Send each entry back exactly as given, pictures excluded.

- - - -

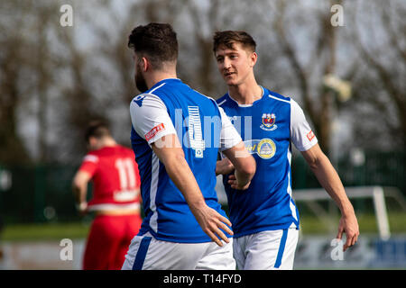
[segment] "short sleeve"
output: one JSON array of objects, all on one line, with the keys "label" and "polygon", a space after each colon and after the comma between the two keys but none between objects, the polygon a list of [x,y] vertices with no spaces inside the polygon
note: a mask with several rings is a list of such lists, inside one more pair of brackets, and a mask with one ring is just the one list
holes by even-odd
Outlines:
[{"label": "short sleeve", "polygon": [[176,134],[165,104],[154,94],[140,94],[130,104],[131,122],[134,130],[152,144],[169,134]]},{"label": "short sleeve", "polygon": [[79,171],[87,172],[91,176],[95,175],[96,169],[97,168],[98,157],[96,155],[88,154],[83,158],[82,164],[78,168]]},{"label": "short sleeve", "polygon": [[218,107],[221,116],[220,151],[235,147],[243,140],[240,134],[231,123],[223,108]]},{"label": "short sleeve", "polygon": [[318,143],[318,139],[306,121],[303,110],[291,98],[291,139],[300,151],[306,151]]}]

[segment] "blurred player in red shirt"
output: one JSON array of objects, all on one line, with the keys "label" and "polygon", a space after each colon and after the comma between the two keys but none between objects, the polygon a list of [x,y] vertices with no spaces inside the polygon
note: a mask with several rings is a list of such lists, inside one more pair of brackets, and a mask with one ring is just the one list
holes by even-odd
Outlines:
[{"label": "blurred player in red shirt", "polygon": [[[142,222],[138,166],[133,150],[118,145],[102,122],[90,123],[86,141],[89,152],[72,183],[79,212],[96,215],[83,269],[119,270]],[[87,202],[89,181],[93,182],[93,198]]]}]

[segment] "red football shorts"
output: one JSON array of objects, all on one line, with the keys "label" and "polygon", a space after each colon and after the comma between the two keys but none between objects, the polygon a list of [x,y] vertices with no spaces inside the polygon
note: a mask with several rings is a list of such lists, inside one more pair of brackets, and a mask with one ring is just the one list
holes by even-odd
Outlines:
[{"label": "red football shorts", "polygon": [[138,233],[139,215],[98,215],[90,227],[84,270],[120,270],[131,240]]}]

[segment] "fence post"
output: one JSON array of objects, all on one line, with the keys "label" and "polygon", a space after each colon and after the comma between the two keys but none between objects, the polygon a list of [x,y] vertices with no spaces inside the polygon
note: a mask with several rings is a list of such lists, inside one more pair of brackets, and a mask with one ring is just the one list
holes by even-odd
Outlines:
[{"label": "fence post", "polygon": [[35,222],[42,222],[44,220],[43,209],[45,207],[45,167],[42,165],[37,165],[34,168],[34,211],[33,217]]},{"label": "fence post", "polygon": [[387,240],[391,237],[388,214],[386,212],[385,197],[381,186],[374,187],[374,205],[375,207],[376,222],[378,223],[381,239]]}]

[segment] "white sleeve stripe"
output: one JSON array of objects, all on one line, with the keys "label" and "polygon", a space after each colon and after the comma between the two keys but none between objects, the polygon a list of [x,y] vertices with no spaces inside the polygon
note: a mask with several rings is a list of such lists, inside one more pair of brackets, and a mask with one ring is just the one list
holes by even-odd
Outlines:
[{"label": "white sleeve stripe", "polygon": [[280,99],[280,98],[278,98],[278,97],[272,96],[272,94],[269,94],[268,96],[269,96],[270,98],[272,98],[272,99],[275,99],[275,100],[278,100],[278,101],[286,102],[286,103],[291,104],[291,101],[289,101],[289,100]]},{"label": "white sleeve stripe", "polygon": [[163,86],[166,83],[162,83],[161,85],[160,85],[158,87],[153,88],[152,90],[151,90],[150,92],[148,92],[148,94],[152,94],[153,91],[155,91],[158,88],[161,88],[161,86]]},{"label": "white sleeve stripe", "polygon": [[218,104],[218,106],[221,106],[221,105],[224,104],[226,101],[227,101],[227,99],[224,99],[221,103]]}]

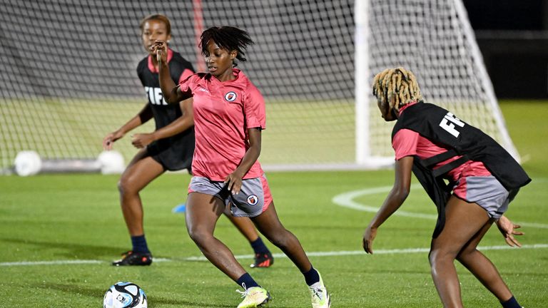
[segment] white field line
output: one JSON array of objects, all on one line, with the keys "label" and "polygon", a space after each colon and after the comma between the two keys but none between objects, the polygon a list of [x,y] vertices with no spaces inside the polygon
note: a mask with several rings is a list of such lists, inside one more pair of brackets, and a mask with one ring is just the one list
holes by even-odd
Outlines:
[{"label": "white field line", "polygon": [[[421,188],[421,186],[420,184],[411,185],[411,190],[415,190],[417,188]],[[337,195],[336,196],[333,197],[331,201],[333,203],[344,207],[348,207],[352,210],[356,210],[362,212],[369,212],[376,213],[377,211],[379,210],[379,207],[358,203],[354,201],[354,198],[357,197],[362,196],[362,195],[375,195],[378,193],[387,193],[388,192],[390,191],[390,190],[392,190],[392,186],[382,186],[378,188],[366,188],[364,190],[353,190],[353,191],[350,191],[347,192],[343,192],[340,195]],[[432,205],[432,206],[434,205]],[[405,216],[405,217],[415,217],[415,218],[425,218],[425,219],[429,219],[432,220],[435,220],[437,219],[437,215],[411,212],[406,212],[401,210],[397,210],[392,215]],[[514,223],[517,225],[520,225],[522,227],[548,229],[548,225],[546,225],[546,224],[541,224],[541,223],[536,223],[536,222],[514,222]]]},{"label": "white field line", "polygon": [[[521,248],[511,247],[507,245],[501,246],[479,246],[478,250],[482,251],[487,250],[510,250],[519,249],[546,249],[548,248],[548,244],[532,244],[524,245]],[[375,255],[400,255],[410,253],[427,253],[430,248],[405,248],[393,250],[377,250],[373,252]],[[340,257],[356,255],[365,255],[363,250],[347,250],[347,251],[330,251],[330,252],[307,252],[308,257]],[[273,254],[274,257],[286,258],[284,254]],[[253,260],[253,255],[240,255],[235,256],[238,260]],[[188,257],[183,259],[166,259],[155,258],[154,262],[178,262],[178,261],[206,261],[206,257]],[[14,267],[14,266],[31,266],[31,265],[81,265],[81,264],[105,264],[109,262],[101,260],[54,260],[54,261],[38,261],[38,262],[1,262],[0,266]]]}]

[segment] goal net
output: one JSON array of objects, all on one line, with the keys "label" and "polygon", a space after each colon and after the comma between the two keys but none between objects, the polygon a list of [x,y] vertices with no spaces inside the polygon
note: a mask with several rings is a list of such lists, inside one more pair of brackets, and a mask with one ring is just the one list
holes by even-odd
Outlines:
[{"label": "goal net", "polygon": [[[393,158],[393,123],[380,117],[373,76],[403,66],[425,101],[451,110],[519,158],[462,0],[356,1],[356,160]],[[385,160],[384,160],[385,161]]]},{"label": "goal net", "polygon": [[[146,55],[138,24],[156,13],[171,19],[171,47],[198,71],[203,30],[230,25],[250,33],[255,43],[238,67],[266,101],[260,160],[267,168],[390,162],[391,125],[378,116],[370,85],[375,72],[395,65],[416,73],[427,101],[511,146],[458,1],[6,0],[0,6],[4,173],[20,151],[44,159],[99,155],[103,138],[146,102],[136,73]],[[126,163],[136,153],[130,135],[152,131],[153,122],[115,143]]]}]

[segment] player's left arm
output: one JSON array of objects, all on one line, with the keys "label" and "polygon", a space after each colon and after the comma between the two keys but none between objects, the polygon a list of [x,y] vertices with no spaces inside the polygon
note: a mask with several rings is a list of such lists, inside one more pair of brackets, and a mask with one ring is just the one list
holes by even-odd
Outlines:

- - - -

- [EXERCISE OUTPUT]:
[segment] "short sleeve"
output: one JSON array of objects, all on one line, with the keys "label" and "polygon", a space after each colon and after the comma between the two keys but none between objects, the polygon a list of [x,y] vertices with no spaces inside the polygon
note: a mask with several rings is a list of such lists, inside one more pair of brackets, and a mask with one ring is just the one list
holes by even-odd
Outlines:
[{"label": "short sleeve", "polygon": [[176,134],[165,104],[154,94],[140,94],[130,104],[131,122],[134,130],[152,144],[169,134]]},{"label": "short sleeve", "polygon": [[79,171],[87,172],[91,176],[95,175],[96,169],[97,168],[98,157],[96,155],[88,154],[83,158],[82,164],[78,168]]},{"label": "short sleeve", "polygon": [[218,107],[221,116],[220,151],[235,147],[243,140],[240,134],[231,123],[223,108]]},{"label": "short sleeve", "polygon": [[318,143],[318,139],[306,121],[303,110],[291,98],[291,139],[300,151],[306,151]]}]

[segment] "blurred player in red shirt"
output: one JSON array of objects, all on one line, with the keys "label" and "polygon", a space after each colon and after the comma between the two keys but none between objects, the polygon a list of [x,y] vertices with no spaces inside the polygon
note: a mask with several rings is a list of such lists, inside one more pair of brackets, and a mask with one ring is just the one list
holes by even-odd
Outlines:
[{"label": "blurred player in red shirt", "polygon": [[[142,222],[138,166],[133,150],[118,145],[102,122],[90,123],[86,141],[89,152],[72,183],[79,212],[96,215],[83,269],[119,270]],[[87,202],[89,181],[93,182],[93,198]]]}]

[segment] "red football shorts"
output: one JSON array of objects, all on one line, with the keys "label" and "polygon", a space after each colon and after the comma between the two keys but none between objects, the polygon a list of [x,y] vertices with no spaces inside the polygon
note: a mask with several rings is a list of such lists, inside one more pair of brackets, and a mask with one ring is just the one list
holes by even-odd
Outlines:
[{"label": "red football shorts", "polygon": [[138,233],[139,215],[98,215],[90,227],[84,270],[120,270],[131,240]]}]

[segment] "fence post"
output: one JSON array of objects, all on one line, with the keys "label" and "polygon", a space after each colon and after the comma between the two keys but none between objects, the polygon a list of [x,y] vertices with no spaces inside the polygon
note: a mask with several rings is a list of such lists, inside one more pair of brackets, and a mask with one ring is just the one list
holes by even-odd
Outlines:
[{"label": "fence post", "polygon": [[35,222],[42,222],[44,220],[43,209],[45,207],[45,167],[42,165],[37,165],[34,168],[34,211],[33,217]]},{"label": "fence post", "polygon": [[387,240],[391,237],[388,214],[386,212],[385,197],[381,186],[374,187],[374,205],[375,207],[376,222],[378,223],[381,239]]}]

[segment] "white sleeve stripe"
output: one JSON array of objects, all on one line, with the keys "label" and "polygon", a space after each colon and after the comma between the two keys but none between objects, the polygon a list of [x,y] vertices with no spaces inside the polygon
note: a mask with several rings is a list of such lists, inside one more pair of brackets, and a mask with one ring is just the one list
holes by even-odd
Outlines:
[{"label": "white sleeve stripe", "polygon": [[280,99],[280,98],[278,98],[278,97],[272,96],[272,94],[269,94],[268,96],[269,96],[270,98],[272,98],[272,99],[275,99],[275,100],[278,100],[278,101],[286,102],[286,103],[291,104],[291,101],[289,101],[289,100]]},{"label": "white sleeve stripe", "polygon": [[163,86],[166,83],[162,83],[161,85],[160,85],[158,87],[153,88],[152,90],[151,90],[150,92],[148,92],[148,94],[152,94],[153,91],[155,91],[158,88],[161,88],[161,86]]},{"label": "white sleeve stripe", "polygon": [[218,104],[218,106],[221,106],[221,105],[224,104],[226,101],[227,101],[227,99],[224,99],[221,103]]}]

[segment] white field line
output: one JSON array of objects, all on one line, with the keys "label" and "polygon", a space after each colon and after the comma between the two keys but none between objects, the polygon a list of [x,y] vertices with no spaces inside the polygon
note: a mask with several rings is a list of such lists, inside one more pair of brackets, and a mask with one ring is just the one list
holes by even-odd
Outlines:
[{"label": "white field line", "polygon": [[[421,188],[421,186],[420,184],[411,185],[411,190],[415,190],[417,188]],[[337,195],[336,196],[333,197],[331,201],[333,203],[344,207],[348,207],[352,210],[356,210],[362,212],[369,212],[376,213],[377,211],[379,210],[379,207],[358,203],[354,201],[354,198],[357,197],[362,196],[362,195],[375,195],[378,193],[387,193],[388,192],[390,191],[390,190],[392,190],[392,186],[382,186],[378,188],[366,188],[364,190],[353,190],[353,191],[350,191],[347,192],[343,192],[340,195]],[[432,205],[432,206],[434,205]],[[405,216],[405,217],[415,217],[415,218],[425,218],[425,219],[429,219],[432,220],[435,220],[437,219],[437,215],[411,212],[406,212],[401,210],[397,210],[392,215]],[[514,223],[517,225],[520,225],[522,227],[548,229],[548,225],[546,225],[546,224],[541,224],[541,223],[536,223],[536,222],[514,222]]]},{"label": "white field line", "polygon": [[[521,248],[511,247],[507,245],[501,246],[479,246],[478,250],[482,251],[487,250],[510,250],[519,249],[546,249],[548,248],[548,244],[532,244],[524,245]],[[375,255],[400,255],[410,253],[427,253],[430,248],[405,248],[393,250],[377,250],[373,252]],[[340,257],[356,255],[365,255],[363,250],[347,250],[347,251],[330,251],[330,252],[307,252],[308,257]],[[273,254],[274,257],[286,258],[284,254]],[[253,260],[253,255],[240,255],[235,256],[238,260]],[[188,257],[183,259],[166,259],[155,258],[154,262],[178,262],[178,261],[206,261],[206,257]],[[14,267],[14,266],[31,266],[31,265],[81,265],[81,264],[105,264],[109,262],[101,260],[54,260],[54,261],[38,261],[38,262],[1,262],[0,266]]]}]

[segment] goal net
output: one JSON array of objects, all on one line, with the keys "label" and "polygon", a space after each colon and after the comma between the two keys but none between objects, the polygon a list of [x,y] vertices with no spaces inside the polygon
note: a mask with several rings is a list of such lists, inside one more pair of brackets, and a mask with one ring is just the one list
holes by even-odd
Outlines:
[{"label": "goal net", "polygon": [[[393,158],[393,123],[380,117],[373,76],[403,66],[425,101],[451,110],[519,158],[462,0],[356,1],[356,160]],[[385,160],[384,160],[385,161]]]},{"label": "goal net", "polygon": [[[146,55],[138,24],[156,13],[171,19],[171,47],[198,71],[203,30],[230,25],[250,33],[255,43],[238,67],[266,101],[260,160],[267,168],[390,162],[391,125],[378,116],[370,85],[375,72],[395,65],[416,73],[427,101],[511,146],[458,1],[6,0],[0,6],[4,173],[20,151],[44,159],[99,155],[103,138],[146,102],[136,73]],[[126,163],[136,153],[130,135],[152,131],[153,122],[115,143]]]}]

[segment] player's left arm
output: one JSON array of objects, all on one line, with the keys "label" and "polygon", a space after each colon and after the comma between the two keys but none between objects, the polygon a list of [x,y] vertices with no spaces inside the polygon
note: a mask with several rings is a list of such lists, inside one more pair of brackets, and a mask with one ring is just the one list
holes by even-odd
Outlines:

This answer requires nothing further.